What to work on: Find every line in the records below that contains the string "firefighter", and copy each of those lines. Case counts.

Information provided:
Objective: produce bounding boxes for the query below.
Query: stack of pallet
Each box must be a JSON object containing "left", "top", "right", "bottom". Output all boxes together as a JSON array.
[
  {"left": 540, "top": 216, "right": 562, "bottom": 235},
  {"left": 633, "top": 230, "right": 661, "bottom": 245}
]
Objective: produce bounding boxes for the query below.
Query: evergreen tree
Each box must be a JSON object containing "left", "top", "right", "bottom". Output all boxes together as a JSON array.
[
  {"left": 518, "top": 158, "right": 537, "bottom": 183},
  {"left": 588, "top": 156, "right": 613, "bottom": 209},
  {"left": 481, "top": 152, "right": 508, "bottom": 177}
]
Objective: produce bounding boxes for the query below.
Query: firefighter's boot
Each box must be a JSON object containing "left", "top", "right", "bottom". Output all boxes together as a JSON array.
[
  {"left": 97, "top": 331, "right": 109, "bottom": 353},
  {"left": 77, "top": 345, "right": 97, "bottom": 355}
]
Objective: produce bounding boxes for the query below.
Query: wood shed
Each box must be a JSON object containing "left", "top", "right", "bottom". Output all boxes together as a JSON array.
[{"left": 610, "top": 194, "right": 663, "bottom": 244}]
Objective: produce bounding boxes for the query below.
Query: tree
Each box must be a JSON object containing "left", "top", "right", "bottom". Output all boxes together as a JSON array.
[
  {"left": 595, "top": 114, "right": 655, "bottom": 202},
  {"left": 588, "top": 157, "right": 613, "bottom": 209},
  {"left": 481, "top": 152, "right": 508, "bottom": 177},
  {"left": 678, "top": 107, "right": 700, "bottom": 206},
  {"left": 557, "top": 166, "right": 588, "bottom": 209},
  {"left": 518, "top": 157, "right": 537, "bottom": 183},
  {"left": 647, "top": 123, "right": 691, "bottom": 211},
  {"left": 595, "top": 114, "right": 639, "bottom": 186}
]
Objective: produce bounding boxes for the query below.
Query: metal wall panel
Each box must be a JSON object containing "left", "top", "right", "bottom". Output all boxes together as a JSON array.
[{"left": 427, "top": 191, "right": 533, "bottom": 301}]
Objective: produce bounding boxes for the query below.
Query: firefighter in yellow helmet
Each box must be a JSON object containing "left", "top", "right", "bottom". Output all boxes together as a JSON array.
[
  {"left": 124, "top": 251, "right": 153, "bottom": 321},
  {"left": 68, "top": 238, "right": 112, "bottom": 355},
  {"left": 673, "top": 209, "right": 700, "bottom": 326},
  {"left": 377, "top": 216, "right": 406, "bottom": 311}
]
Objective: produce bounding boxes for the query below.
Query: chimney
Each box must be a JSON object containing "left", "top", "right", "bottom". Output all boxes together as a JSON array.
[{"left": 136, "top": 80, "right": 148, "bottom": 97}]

Response below:
Query: firefighter's boot
Query: firefighter in yellow helmet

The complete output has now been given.